### À FAIRE:
a) D'après l'extrait sur la Confédération du Rhin, chez quel éditeur le livre d'Alain Pigeard est-il paru ?
b) Recopiez à l'identique le passage de l'extrait sur la Confédération du Rhin situé entre « d’autre vocation que » et « la Bisquine, 2013. », ces deux bouts de phrase inclus.
c) Poursuivez l'extrait sur la Confédération du Rhin à partir de l'endroit où il s'arrête.

### EXTRAIT:
================================

Alain Pigeard : « La Confédération du Rhin n'a jamais eu d'autre vocation que de servir les plans de Napoléon »

J’ai eu la joie de pouvoir lire, récemment, L’Allemagne de Napoléon : La Confédération du Rhin (1806-1813), un ouvrage d’une grande richesse autour d’un chapitre de l’histoire napoléonienne qui, bien que d’importance majeure, a été relativement peu étudié par les spécialistes, et demeure largement obscur pour le grand public. M. Alain Pigeard, historien spécialiste du Consulat et du Premier Empire, a dédié à cette construction française - à la fois par l’intimidation et par la persuasion - d’une tierce Allemagne (entendre : ni autrichienne ni prussienne) une étude très fouillée (Éditions de la Bisquine, 2013), nous présentant par moult détails chacun des États composant cette Confédération du Rhin. Je le remercie d’avoir accepté de répondre à mes questions et vous engage, chers lecteurs, à vous intéresser à ce livre et aux travaux, passés et à venir de cet historien qui est aussi un authentique passionné. Interview exclusive, Paroles d’Actu. Par Nicolas Roche.

 

EXCLUSIF - PAROLES D’ACTU

Q. : 13/08/18 ; R. : 20/08/18.

Alain Pigeard: « La Confédération du Rhin n’a jamais eu

d’autre vocation que de servir les plans de Napoléon. »

L'Allemagne de Napoléon

L’Allemagne de Napoléon : La Confédération du Rhin (1806-1813), Éd. de la Bisquine, 2013.

 

Alain Pigeard bonjour, et merci d’avoir accepté de répondre à mes questions pour Paroles d’Actu, autour de votre ouvrage L’Allemagne de Napoléon : La Confédération du Rhin (1806-1813), publié aux Éditions de La Bisquine en 2013. Voulez-vous nous parler un peu de vous et de votre parcours ? D’où vous vient ce goût prononcé pour l’Histoire en général, et pour l’épopée bonaparto-napoléonienne en particulier ?

================================

### INFORMATIONS:
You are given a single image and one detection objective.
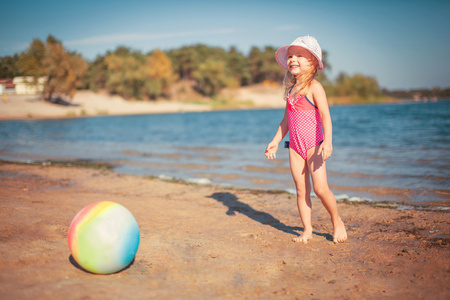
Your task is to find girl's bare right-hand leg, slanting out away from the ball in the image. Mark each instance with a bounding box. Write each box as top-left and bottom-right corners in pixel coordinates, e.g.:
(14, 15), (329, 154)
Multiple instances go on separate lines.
(307, 146), (347, 243)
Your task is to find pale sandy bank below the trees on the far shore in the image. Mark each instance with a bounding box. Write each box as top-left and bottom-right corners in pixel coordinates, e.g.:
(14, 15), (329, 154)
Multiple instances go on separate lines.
(0, 85), (285, 120)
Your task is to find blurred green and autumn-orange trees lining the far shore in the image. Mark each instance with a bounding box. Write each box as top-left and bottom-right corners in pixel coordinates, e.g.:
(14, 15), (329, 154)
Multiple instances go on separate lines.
(0, 35), (442, 100)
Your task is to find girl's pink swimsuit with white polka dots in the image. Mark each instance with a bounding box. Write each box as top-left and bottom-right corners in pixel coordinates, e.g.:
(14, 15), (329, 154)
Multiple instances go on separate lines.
(286, 92), (323, 160)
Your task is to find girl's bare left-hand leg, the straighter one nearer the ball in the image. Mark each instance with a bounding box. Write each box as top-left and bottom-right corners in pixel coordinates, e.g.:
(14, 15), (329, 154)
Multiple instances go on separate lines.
(289, 149), (312, 244)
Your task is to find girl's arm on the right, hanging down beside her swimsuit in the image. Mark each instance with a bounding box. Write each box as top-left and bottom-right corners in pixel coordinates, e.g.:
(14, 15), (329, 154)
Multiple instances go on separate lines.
(311, 80), (333, 161)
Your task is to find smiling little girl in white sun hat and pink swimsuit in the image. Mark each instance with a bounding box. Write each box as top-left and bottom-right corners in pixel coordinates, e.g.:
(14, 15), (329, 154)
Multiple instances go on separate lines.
(265, 36), (347, 244)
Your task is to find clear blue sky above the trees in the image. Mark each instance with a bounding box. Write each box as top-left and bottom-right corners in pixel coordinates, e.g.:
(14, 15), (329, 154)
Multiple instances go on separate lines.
(0, 0), (450, 89)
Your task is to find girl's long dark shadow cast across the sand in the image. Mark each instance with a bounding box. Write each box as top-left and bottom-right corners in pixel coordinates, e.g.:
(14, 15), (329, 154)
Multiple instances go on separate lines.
(208, 193), (333, 241)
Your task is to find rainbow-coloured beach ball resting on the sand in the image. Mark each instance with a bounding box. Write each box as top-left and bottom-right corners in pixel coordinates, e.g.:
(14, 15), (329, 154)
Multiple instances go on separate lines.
(68, 201), (140, 274)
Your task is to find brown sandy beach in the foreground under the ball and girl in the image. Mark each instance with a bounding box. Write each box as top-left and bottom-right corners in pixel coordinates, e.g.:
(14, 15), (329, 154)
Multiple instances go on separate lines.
(0, 163), (450, 299)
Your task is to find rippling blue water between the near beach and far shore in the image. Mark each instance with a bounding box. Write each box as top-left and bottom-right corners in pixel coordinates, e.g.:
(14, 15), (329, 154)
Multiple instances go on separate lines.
(0, 100), (450, 203)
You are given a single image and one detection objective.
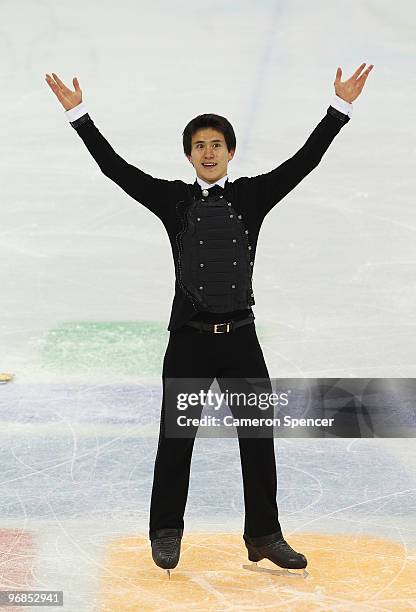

================================

### RÉPONSES PAR TÂCHE:
a) Aux Éditions de la Bisquine.

b)
d’autre vocation que de servir les plans de Napoléon. »

L'Allemagne de Napoléon

L’Allemagne de Napoléon : La Confédération du Rhin (1806-1813), Éd. de la Bisquine, 2013.

c)
Difficile de parler de soi. Je suis passionné d’histoire depuis ma petite enfance. J’ai découvert Napoléon chez des amis de mes parents dans le Jura (j’avais deux ans) en regardant une très grande statue de Napoléon. Depuis cet homme ne m’a plus jamais quitté !

 

Le livre qui nous intéresse aujourd’hui, c’est une présentation riche de l’architecture d’ensemble, et surtout de chacun des États constituant la Confédération du Rhin. Pourquoi avoir voulu consacrer une étude à ce sujet précis ? Diriez-vous qu’il a été, jusqu’à présent, sous-étudié ? Et comment avez-vous convaincu M. Jean Tulard, un des plus éminents spécialistes de cette époque, de vous préfacer cet ouvrage ?

J’ai beaucoup voyagé en Allemagne (y compris pour mon service militaire), et je me suis rendu compte qu’il n’existait rien en langue française sur le sujet ! J’ai donc décidé d’écrire ce livre pour combler cette lacune. Jean Tulard était heureux de le préfacer car il savait qu’il n’y avait rien sur ce sujet et pour lui c’est le meilleur de mes livres...

 

Où sont les sentiments francophiles dans l’espace de la future Confédération du Rhin avant et au moment de la Révolution ? Où est-on progressiste, et où est-on conservateur en ces temps troublés ?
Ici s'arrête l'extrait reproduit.